## LEESTEKST
---

Rammeloo groeide op in Limburg, waar ze op jonge leeftijd met koor en zangles haar hart eerst verloor aan klassieke muziek en opera. „Maar toen ik veertien of vijftien was, zag ik The Phantom of the Opera en dacht ik: ‘Oeh! Dit is ook wel leuk.’ Meer acteren, meer dansen. Het hele spektakel vond ik gaaf.” Aan het conservatorium van Tilburg studeerde ze zowel klassieke zang als muziektheater. Daarna werd het lastiger om de twee genres te combineren. „Ik heb een aantal keer op het punt gestaan om bij Van den Ende [nu Stage Entertainment] in een productie te stappen. Maar bij musicals zit je vaak een heel jaar vast in een productie en dan kon ik een heleboel klassieke dingen niet doen. Dan koos ik toch altijd voor klassiek.”
Uit de operawereld kwam bovendien de boodschap: ‘Als je musical gaat zingen, kun je een operacarrière vaarwel zeggen: slecht voor je stem, slecht voor je reputatie.’ „Casting directors zien een ‘musicalmeisje’ voor zich en gaan ervan uit dat je bepaalde dingen niet of minder kan. Terwijl ik meer klassiek zing dan musical.”
Andersom trof Rammeloo in cross-over-producties, waarbij opera en andere vormen van muziektheater elkaar ontmoeten, ook meer dan eens een regisseur „die wilde doordrukken dat het toch versterkt moest. Omdat mensen tegenwoordig gewend zijn om de muziek op zich afgevuurd te krijgen. Terwijl alleen al het ervaren van muziek op een akoestische manier zo’n meerwaarde is. Het is hetzelfde als met filters op Instagram. Men weet niet meer hoe een echte stem klinkt en wat de fysieke ervaring van zulke trillingen met je kan doen op een diep niveau. Daarvoor hoeft de klank niet flawless te zijn.”
In de Nederlandse operawereld ziet ze een voorzichtige kentering in de houding tegenover musical en cross-over. „Omdat het klassieke publiek terugloopt, proberen ze nieuw publiek aan te boren. Supergoed. Maar het voelt soms een beetje als een moetje. Zo van: ‘Ik heb al een Mozart-opera, ik heb een moderne opera, laat ik nou ook een toegankelijke opera programmeren. En daar zetten we dan de mindere goden in.’ In Amerika en Duitsland is dat anders, daar bestaan opera en musical veel meer naast elkaar.”
Lees ook
‘Lady in the Dark’ is een verrukkelijke, veel te onbekende ‘Broadway-opera’
Cross-over-voorstellingen hebben in Rammeloos ogen juist veel potentie om een nieuw operapubliek te bereiken. „Rammeloo heeft de rol van haar leven als Liza Elliott”, schreef deze krant in 2022 over haar hoofdrol bij Opera Zuid in Kurt Weills musical Lady in the Dark uit 1941. „Die voorstelling sprak zo’n groot publiek aan: musicalpubliek, operapubliek, mensen die nog nooit van Kurt Weill hadden gehoord, mensen die meer van de theaterkant kwamen. Alle voorstellingen zaten afgeladen vol. Het was de Opera van het Jaar [de verkiezing van opera-website Place de l’Opera]. En het werd echt gemaakt vanuit liefde voor het genre.
„Die oude musicals hebben hun wortels in de klassieke muziek. Ze zijn net als opera ook geschreven om onversterkt over een orkest heen te zingen. Ik denk dat musical een goede gateway naar opera is voor mensen die die muziek fijn vinden: de melodieën, de melancholie, de romantiek. Dat ze denken: O wacht, dat ligt in het verlengde van elkaar. Dan kan ik misschien ook eens een keer luisteren naar een Puccini-aria.”
Het album Longing to be Loved verschijnt op 27 april. Liedcyclus ‘December Songs’ van Maury Yeston (1945) en musicalnummers van onder meer Gershwin, Berlin, Bernstein en Weill.

---

## OPDRACHT 1
Citeer letterlijk een deel van de tekst over Rammeloo: begin bij de woorden "Het album Longing" en stop na "Bernstein en Weill.".
## OPDRACHT 2
Geef voor elk van de volgende beweringen aan of deze overeenkomt met de tekst over Rammeloo, en vermeld bij elk antwoord (ja of nee) de doorslaggevende woorden uit de tekst, letterlijk geciteerd.
(a) Rammeloo studeerde aan het conservatorium van Tilburg zowel klassieke zang als muziektheater.
(b) Rammeloo zag The Phantom of the Opera toen ze twaalf jaar oud was.
(c) Volgens Rammeloo bestaan opera en musical in Duitsland minder naast elkaar dan in Nederland.

## VASTGELEGDE GEGEVENS

---

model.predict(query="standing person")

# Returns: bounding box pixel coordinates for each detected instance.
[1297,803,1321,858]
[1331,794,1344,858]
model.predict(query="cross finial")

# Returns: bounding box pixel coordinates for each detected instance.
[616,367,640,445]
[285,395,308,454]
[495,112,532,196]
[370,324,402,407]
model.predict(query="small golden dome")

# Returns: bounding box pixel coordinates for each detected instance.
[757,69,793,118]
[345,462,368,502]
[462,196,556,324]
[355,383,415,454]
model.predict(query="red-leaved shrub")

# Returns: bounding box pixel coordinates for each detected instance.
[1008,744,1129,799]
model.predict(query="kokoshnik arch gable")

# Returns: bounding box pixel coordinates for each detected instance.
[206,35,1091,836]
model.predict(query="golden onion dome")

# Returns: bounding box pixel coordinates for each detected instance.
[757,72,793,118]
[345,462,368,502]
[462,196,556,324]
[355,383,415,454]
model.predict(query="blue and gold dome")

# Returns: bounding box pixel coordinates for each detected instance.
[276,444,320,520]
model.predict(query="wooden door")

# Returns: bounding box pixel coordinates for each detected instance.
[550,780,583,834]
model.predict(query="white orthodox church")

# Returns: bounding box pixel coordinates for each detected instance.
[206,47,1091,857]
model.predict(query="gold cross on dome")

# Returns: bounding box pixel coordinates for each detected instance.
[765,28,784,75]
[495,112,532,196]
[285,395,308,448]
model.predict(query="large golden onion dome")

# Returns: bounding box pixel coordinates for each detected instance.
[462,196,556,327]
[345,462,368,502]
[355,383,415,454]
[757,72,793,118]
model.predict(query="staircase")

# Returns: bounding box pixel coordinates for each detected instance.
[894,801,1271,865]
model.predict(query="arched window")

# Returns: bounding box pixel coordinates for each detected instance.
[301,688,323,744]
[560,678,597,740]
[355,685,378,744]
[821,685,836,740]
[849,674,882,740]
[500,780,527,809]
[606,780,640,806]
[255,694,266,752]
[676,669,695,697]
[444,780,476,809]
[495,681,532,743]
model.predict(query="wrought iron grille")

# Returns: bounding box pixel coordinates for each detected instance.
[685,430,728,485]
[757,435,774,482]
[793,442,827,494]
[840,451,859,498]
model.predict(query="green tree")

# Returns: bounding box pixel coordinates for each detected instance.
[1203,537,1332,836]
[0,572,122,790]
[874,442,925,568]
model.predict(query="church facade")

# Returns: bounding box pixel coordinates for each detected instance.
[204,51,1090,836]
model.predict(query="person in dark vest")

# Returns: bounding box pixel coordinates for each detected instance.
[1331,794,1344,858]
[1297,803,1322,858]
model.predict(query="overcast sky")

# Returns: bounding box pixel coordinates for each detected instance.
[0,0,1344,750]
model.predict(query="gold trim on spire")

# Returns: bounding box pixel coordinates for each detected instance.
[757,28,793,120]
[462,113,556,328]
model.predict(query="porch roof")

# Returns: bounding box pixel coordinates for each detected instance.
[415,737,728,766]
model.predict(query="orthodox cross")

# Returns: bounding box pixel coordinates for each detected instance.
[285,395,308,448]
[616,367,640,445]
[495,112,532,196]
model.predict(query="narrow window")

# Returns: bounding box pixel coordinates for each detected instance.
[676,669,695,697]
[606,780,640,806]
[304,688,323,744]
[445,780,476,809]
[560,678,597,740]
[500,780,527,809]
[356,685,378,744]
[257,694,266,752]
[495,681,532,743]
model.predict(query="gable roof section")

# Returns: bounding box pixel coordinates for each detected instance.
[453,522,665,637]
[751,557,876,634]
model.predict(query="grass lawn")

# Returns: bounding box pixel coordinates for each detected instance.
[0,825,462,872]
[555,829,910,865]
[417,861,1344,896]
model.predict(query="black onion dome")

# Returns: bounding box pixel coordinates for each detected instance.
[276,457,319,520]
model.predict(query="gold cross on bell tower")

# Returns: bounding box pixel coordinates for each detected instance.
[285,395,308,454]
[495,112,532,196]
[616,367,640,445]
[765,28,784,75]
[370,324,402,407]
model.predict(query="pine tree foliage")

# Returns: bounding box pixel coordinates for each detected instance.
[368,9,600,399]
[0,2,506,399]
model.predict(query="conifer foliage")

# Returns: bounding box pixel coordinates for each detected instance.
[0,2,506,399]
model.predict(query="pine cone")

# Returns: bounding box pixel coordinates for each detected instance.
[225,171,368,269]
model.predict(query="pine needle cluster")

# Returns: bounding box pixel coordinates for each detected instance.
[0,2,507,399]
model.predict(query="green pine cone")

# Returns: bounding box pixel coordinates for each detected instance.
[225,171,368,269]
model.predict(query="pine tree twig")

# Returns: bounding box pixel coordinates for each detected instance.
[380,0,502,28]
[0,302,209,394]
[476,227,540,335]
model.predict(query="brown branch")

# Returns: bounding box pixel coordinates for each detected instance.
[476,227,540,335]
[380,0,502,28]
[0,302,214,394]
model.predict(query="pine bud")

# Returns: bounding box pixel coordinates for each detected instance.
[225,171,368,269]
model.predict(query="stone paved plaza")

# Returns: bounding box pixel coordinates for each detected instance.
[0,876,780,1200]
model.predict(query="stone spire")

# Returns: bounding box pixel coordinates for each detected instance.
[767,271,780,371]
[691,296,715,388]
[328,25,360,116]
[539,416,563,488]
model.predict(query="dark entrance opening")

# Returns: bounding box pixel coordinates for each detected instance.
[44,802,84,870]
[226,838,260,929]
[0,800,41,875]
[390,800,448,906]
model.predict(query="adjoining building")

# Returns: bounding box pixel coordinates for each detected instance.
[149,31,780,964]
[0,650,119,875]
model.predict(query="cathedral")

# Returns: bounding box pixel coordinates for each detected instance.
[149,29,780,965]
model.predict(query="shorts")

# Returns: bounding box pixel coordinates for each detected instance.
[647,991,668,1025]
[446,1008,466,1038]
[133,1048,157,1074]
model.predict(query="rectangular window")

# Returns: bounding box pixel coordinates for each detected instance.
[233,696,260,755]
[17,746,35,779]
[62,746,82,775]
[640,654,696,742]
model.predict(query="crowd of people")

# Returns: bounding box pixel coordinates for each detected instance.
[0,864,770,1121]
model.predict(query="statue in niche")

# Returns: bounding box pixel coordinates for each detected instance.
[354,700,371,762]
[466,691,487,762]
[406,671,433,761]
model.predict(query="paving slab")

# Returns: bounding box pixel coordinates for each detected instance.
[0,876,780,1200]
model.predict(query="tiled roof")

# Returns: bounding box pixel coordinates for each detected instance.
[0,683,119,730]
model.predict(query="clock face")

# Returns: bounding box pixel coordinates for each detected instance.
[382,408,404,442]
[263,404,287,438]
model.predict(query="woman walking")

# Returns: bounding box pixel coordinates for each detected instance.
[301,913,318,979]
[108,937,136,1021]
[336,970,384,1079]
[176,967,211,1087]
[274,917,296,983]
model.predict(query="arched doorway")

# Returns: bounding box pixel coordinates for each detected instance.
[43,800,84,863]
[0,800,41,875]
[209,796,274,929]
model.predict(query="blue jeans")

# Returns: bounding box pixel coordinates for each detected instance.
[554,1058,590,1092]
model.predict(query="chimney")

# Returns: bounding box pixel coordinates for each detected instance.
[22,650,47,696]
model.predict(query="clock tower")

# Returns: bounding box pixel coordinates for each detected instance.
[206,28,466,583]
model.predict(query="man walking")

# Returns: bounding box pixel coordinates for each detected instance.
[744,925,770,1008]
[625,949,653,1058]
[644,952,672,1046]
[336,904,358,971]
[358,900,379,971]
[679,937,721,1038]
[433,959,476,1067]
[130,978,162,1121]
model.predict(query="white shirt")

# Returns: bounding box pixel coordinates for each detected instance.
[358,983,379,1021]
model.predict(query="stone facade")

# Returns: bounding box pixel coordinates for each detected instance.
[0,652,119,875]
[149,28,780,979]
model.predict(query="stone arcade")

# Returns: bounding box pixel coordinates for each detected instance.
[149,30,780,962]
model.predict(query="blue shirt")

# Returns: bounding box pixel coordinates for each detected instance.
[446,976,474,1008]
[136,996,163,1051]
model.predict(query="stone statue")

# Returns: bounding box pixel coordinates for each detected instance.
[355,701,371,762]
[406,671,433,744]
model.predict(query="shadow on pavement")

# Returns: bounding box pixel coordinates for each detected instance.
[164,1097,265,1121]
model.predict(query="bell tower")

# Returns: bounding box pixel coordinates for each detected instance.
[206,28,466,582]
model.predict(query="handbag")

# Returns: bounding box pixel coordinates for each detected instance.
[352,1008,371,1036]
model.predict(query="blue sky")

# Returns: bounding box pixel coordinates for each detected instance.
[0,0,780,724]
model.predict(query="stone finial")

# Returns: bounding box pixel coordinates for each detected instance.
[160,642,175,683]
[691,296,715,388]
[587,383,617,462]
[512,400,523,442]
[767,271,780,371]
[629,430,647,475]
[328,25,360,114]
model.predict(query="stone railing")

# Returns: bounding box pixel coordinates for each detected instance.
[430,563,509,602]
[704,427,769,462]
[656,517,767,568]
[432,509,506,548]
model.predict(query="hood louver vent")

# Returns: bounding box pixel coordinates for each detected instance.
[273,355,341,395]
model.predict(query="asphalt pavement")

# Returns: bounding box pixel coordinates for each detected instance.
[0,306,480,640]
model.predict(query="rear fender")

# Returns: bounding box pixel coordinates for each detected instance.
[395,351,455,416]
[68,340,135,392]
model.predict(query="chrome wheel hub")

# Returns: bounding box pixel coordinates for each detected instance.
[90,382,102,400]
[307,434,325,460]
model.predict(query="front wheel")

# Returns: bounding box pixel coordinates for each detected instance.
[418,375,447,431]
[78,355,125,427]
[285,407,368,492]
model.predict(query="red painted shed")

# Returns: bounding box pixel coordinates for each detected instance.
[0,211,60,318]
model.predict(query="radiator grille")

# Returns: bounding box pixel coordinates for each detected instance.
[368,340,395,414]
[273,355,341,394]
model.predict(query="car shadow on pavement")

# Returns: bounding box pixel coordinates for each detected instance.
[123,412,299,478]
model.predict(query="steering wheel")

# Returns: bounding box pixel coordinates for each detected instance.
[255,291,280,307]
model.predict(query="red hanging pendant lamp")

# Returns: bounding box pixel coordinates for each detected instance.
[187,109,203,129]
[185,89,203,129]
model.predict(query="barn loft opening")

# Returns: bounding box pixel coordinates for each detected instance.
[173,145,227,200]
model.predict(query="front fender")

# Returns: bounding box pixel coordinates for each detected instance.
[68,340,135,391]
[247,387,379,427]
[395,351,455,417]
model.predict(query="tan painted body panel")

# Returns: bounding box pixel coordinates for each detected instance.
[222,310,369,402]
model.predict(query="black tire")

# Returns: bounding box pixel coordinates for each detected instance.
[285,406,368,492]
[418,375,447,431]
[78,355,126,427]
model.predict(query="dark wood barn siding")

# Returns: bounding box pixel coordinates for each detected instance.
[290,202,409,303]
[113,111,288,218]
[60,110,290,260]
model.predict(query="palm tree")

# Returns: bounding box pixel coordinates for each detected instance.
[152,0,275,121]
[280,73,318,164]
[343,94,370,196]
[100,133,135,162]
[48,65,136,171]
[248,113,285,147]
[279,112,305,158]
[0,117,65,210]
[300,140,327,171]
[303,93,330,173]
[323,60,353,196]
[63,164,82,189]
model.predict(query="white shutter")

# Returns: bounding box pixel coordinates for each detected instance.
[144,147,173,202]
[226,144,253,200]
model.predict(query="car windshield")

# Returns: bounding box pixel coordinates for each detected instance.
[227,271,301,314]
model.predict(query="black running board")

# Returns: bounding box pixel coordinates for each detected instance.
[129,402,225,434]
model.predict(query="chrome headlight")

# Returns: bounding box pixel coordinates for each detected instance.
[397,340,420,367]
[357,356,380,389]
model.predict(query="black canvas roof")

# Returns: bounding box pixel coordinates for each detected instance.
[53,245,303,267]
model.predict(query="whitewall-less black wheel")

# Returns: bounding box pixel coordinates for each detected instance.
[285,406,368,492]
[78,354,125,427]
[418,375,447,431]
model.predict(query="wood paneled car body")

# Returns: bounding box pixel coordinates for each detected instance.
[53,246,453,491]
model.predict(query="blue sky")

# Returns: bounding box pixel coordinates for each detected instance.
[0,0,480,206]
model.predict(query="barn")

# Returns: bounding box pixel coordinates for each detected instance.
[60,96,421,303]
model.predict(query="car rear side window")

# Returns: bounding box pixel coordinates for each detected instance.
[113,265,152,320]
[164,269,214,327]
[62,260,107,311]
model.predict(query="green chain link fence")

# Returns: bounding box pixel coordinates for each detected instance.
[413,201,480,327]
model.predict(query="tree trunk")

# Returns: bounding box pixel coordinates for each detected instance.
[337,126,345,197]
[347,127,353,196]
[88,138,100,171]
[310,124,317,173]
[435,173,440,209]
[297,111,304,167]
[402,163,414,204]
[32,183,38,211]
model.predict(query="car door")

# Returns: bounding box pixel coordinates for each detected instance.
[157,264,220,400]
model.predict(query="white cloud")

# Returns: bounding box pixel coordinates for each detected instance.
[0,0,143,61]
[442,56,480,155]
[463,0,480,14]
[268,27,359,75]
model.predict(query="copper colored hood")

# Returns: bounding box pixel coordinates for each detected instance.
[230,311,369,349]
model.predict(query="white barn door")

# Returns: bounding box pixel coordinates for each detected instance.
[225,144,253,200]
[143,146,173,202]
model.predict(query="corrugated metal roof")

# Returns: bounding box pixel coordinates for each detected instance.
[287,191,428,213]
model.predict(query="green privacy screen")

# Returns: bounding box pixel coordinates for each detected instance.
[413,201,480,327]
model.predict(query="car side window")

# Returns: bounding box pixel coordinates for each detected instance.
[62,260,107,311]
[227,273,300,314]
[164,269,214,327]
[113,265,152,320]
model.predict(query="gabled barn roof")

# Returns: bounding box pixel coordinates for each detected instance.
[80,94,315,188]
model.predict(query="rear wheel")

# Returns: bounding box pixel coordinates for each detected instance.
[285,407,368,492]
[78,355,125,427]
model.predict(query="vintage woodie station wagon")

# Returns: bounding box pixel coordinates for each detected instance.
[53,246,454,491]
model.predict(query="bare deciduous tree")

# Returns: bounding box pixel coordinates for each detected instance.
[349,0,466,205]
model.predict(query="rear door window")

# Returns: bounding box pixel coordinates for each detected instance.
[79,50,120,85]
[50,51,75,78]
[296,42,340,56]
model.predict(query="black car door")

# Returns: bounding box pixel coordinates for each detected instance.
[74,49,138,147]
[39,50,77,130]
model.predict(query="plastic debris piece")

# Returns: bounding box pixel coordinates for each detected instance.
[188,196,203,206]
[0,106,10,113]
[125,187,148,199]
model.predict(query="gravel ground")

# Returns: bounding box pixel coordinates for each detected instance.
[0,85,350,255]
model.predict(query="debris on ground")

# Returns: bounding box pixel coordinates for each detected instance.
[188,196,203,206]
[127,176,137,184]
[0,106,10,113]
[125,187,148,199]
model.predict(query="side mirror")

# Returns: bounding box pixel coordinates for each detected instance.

---

## EINDANTWOORD 1
Het album Longing to be Loved verschijnt op 27 april. Liedcyclus ‘December Songs’ van Maury Yeston (1945) en musicalnummers van onder meer Gershwin, Berlin, Bernstein en Weill.

## EINDANTWOORD 2
(a) Ja: "Aan het conservatorium van Tilburg studeerde ze zowel klassieke zang als muziektheater."
(b) Nee: "Maar toen ik veertien of vijftien was, zag ik The Phantom of the Opera"
(c) Nee: "In Amerika en Duitsland is dat anders, daar bestaan opera en musical veel meer naast elkaar."